-------- Entries provided --------
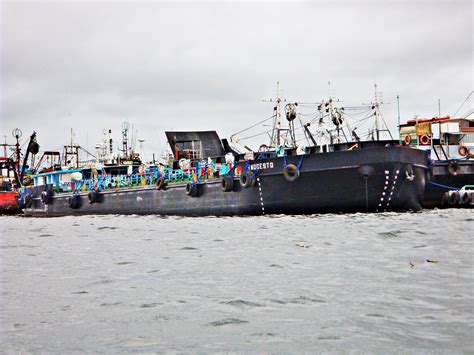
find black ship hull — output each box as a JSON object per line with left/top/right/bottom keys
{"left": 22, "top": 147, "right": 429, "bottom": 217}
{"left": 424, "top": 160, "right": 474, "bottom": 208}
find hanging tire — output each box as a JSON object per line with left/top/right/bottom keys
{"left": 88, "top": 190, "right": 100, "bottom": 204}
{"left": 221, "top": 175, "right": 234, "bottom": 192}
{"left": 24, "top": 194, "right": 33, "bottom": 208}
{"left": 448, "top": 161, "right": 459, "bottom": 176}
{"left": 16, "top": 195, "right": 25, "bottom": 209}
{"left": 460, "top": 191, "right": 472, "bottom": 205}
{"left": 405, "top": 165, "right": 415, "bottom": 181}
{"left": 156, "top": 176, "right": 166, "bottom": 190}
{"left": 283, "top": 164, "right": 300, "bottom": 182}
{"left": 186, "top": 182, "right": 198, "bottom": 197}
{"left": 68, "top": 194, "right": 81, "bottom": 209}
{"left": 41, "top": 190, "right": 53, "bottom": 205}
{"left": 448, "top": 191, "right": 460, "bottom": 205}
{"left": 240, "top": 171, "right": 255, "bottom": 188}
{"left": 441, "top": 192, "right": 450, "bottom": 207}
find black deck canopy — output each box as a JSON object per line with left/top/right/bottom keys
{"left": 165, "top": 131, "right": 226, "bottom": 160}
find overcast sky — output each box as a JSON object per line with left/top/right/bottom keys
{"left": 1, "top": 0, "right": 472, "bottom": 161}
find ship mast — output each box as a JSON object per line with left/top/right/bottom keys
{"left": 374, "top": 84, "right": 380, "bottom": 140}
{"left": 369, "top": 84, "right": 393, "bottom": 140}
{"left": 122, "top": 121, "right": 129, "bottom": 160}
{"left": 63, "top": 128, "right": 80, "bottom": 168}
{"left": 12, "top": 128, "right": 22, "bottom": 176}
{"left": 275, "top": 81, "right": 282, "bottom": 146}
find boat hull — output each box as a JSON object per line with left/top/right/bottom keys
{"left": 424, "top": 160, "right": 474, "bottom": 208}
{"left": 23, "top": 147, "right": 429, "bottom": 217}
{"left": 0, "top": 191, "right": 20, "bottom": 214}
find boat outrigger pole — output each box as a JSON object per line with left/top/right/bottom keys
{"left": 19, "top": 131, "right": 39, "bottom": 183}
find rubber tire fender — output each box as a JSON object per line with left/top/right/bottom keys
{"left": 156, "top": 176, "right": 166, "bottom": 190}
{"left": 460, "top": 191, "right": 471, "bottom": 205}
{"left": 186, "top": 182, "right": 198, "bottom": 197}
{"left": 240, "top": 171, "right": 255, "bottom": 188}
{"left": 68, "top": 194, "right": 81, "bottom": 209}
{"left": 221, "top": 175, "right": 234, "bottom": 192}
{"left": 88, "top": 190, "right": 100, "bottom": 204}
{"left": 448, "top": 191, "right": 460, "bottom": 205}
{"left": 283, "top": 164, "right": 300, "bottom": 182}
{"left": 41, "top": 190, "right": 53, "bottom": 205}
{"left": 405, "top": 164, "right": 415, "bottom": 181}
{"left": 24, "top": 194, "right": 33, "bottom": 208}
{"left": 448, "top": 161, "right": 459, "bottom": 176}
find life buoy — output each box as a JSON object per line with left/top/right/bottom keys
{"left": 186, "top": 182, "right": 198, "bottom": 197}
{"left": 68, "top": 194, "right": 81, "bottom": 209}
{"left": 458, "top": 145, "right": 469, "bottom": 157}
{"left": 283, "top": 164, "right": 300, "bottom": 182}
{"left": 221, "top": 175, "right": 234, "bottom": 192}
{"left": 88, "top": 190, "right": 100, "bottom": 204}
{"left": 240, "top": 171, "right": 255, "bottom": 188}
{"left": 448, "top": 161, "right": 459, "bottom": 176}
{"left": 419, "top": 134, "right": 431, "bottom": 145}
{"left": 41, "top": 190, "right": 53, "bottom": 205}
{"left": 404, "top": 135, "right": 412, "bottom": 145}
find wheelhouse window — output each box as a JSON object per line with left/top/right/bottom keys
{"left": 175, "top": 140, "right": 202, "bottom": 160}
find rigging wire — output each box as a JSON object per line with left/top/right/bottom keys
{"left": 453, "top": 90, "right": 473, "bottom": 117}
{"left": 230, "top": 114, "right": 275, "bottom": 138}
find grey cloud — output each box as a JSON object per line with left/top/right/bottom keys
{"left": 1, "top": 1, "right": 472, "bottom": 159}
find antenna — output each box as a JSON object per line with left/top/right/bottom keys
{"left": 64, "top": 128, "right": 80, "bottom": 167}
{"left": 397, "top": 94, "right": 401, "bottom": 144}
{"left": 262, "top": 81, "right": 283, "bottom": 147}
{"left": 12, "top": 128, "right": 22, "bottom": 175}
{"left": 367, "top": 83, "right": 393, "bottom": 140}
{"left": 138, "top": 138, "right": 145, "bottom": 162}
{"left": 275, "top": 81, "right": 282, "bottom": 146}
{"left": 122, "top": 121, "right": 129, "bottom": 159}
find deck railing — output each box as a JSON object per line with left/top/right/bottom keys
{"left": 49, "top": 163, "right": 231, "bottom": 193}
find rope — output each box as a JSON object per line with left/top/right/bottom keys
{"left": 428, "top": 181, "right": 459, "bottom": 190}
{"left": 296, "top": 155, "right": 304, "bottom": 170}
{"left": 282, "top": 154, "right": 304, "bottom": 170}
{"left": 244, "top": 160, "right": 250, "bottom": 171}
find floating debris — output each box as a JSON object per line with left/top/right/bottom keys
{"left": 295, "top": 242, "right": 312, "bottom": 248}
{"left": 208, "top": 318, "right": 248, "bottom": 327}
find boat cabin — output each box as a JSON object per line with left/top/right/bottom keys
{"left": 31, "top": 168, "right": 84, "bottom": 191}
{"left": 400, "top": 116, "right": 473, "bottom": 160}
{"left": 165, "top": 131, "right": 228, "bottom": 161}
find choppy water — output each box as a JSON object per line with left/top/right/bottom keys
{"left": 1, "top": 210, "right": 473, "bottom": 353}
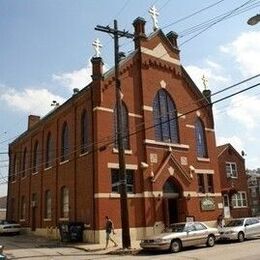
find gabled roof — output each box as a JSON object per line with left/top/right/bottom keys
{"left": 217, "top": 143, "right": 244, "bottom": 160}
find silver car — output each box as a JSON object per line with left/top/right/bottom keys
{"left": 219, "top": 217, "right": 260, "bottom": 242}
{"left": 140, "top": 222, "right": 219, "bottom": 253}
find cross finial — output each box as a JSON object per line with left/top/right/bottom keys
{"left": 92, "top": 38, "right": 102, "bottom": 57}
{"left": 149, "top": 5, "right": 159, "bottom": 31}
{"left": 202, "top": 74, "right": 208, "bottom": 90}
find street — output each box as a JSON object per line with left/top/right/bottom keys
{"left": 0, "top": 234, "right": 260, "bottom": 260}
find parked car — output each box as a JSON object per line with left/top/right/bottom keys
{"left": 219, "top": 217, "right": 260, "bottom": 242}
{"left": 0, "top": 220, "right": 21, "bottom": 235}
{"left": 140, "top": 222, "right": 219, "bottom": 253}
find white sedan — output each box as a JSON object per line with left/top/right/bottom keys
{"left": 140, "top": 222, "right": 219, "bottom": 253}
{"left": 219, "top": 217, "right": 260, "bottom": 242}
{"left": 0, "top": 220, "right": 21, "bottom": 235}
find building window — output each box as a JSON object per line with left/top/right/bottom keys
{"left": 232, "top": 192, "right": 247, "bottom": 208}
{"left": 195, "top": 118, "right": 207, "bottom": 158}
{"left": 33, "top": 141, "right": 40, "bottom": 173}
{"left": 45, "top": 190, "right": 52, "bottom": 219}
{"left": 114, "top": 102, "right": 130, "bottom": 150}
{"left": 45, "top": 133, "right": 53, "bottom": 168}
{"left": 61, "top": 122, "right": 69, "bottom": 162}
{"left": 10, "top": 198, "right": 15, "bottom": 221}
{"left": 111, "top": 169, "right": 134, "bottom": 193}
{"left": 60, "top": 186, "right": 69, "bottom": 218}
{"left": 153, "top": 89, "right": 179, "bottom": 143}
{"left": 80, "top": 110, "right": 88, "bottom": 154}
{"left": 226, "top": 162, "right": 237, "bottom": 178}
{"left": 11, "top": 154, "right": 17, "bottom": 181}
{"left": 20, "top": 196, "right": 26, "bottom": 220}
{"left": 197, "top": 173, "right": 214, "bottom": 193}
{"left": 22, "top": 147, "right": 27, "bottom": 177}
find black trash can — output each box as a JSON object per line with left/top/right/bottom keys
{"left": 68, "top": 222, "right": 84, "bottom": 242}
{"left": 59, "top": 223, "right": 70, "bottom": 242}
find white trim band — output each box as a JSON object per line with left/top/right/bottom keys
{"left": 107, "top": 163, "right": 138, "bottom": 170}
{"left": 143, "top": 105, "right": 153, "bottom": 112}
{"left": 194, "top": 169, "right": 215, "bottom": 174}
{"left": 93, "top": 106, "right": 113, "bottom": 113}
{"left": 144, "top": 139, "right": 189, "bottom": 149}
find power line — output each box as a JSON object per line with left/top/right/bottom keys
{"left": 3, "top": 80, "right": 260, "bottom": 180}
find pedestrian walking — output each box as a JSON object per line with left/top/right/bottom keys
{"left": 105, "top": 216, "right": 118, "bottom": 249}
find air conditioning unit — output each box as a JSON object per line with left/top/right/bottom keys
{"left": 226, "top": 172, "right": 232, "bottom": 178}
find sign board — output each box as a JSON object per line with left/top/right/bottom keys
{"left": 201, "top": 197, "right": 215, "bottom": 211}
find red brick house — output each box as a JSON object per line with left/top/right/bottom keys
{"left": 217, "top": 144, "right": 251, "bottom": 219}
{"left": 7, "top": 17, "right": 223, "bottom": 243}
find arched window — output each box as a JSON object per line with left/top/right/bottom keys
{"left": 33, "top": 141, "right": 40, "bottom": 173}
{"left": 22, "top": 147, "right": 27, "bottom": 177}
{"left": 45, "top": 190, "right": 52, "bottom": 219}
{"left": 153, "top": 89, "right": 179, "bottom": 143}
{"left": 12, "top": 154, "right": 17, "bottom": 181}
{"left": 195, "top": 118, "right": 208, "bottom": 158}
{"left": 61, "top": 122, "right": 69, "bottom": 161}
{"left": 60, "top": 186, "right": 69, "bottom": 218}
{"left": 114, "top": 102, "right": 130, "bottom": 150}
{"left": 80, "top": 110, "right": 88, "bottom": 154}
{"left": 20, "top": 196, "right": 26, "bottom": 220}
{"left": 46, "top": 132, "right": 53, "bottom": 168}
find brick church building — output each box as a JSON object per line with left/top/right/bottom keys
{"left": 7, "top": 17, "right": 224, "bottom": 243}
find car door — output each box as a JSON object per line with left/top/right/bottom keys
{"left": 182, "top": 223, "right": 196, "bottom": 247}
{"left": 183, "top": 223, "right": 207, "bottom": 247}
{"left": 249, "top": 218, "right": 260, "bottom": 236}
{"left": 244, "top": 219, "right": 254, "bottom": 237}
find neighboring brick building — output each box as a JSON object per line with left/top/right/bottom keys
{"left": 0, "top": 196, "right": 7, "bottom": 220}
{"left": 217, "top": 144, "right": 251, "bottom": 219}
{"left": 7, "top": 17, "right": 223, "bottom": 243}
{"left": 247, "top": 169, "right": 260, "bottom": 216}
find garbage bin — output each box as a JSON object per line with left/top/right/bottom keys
--------
Assigned task | Word for word, quote the lines from the line containing "find air conditioning" through the end of the material, both included, and nothing else.

Solution for this task |
find air conditioning unit — output each box as a JSON object per line with left/top/right/bottom keys
{"left": 226, "top": 172, "right": 232, "bottom": 178}
find sign board — output each box as a JSON object per line with left/top/right/bottom keys
{"left": 201, "top": 197, "right": 215, "bottom": 211}
find red brick house — output each box as a JSON object per line with left/top/right/bottom keys
{"left": 217, "top": 144, "right": 251, "bottom": 219}
{"left": 7, "top": 17, "right": 223, "bottom": 243}
find arched window — output each box as a JSON object per line with left/top/right/bottom keys
{"left": 33, "top": 141, "right": 40, "bottom": 173}
{"left": 22, "top": 147, "right": 27, "bottom": 177}
{"left": 45, "top": 190, "right": 52, "bottom": 219}
{"left": 153, "top": 89, "right": 179, "bottom": 143}
{"left": 12, "top": 154, "right": 17, "bottom": 181}
{"left": 195, "top": 118, "right": 208, "bottom": 158}
{"left": 61, "top": 122, "right": 69, "bottom": 161}
{"left": 60, "top": 186, "right": 69, "bottom": 218}
{"left": 114, "top": 102, "right": 130, "bottom": 150}
{"left": 80, "top": 110, "right": 88, "bottom": 154}
{"left": 20, "top": 196, "right": 26, "bottom": 220}
{"left": 46, "top": 132, "right": 53, "bottom": 168}
find brick church building — output each box as a JSON object per line with left/top/right/bottom keys
{"left": 7, "top": 17, "right": 224, "bottom": 243}
find car door — output each box as a JSON object per line with left/top/right/bottom keys
{"left": 182, "top": 223, "right": 196, "bottom": 247}
{"left": 183, "top": 223, "right": 207, "bottom": 247}
{"left": 249, "top": 218, "right": 260, "bottom": 236}
{"left": 244, "top": 219, "right": 254, "bottom": 237}
find neighboring brick building — output each box as a JSON object per line with left/top/right/bottom keys
{"left": 0, "top": 196, "right": 7, "bottom": 220}
{"left": 217, "top": 144, "right": 251, "bottom": 219}
{"left": 7, "top": 17, "right": 223, "bottom": 243}
{"left": 247, "top": 169, "right": 260, "bottom": 216}
find garbage bin — output each box as a JSON object per line with left/top/right/bottom keys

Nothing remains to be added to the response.